GIVEN REQUEST :: Rewrite the entries from the line with "Target: person wearing hat" through the end of the entries, putting "point" wherever "dot" occurs and keeping everything else unchanged.

EXTRACTED INFORMATION ::
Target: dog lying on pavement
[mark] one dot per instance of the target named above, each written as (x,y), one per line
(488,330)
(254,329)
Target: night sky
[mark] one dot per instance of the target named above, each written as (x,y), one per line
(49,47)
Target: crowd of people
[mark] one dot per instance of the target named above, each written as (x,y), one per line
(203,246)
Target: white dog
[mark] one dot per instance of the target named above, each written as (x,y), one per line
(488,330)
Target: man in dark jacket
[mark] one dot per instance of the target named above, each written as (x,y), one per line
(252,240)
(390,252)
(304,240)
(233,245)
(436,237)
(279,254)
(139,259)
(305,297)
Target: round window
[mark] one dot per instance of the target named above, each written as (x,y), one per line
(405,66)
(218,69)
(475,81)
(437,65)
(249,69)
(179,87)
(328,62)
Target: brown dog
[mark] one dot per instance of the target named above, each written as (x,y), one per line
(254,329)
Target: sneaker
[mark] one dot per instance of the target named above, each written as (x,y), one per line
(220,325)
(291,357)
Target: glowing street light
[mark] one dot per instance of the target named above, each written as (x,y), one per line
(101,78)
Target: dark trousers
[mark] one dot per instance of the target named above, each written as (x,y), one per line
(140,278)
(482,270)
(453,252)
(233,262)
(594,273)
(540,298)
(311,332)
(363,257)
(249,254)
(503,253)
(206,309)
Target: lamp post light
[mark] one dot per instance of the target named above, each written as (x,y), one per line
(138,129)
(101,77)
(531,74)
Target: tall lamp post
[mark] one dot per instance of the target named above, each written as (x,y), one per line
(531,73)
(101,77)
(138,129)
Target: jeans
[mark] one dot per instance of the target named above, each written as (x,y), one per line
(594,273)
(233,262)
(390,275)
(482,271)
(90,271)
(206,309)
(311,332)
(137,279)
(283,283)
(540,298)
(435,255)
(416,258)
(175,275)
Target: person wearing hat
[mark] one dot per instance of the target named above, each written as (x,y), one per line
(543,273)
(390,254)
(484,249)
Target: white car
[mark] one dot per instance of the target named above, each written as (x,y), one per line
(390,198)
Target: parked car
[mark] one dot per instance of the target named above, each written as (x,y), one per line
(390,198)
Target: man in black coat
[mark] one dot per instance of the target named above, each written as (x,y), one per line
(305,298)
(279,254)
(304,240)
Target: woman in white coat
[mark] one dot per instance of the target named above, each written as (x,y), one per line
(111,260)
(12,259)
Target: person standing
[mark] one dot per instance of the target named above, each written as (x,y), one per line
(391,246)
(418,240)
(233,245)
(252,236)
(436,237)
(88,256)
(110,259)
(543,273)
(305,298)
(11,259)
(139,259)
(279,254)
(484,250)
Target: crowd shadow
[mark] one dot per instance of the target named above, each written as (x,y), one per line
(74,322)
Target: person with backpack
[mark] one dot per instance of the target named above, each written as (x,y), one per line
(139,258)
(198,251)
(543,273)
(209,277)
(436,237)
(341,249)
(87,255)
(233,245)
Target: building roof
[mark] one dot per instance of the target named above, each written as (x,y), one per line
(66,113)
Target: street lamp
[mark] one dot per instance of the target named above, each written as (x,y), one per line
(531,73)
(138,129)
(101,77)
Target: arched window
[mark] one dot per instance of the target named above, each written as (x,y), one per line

COMPLETE OUTPUT ::
Target: person wearing hat
[mark] one point per instance of the target named above, each written as (x,y), one per line
(543,273)
(390,254)
(484,249)
Target: white car
[mark] one point per instance of the target named above, each written as (x,y), one per line
(390,198)
Target: parked car
[mark] one point per instance of the target named above, each written as (x,y), one per line
(390,198)
Target: man in black coat
[mark] one point per instance of the target named above, each written as (x,y), one per line
(305,298)
(279,254)
(304,240)
Target: woman in white coat
[mark] one point per instance of the target named above, each written as (x,y), one per line
(111,260)
(12,259)
Target: person standing
[mark] one point per instance of the target named above, each written as (x,y), one per line
(391,246)
(418,240)
(233,245)
(252,236)
(436,237)
(88,256)
(110,259)
(543,273)
(305,298)
(11,259)
(139,259)
(279,254)
(484,250)
Target: crowd shadow
[mark] one point per instance of the target named above, each written as (x,y), one per line
(74,322)
Target: person with backpack
[mark] one point per instance of the target named above, each written as (x,y), one per line
(139,258)
(198,251)
(543,273)
(209,277)
(436,237)
(341,249)
(87,255)
(233,245)
Target: building roof
[mark] one point per instance of the target named above, each written as (x,y), one per line
(66,113)
Target: street lamp
[mark] one point per instance of the target named above, each written as (x,y), one per line
(531,73)
(138,129)
(101,77)
Target: arched window
[mark] one point per instance of the target named above, each written as (x,y), one per line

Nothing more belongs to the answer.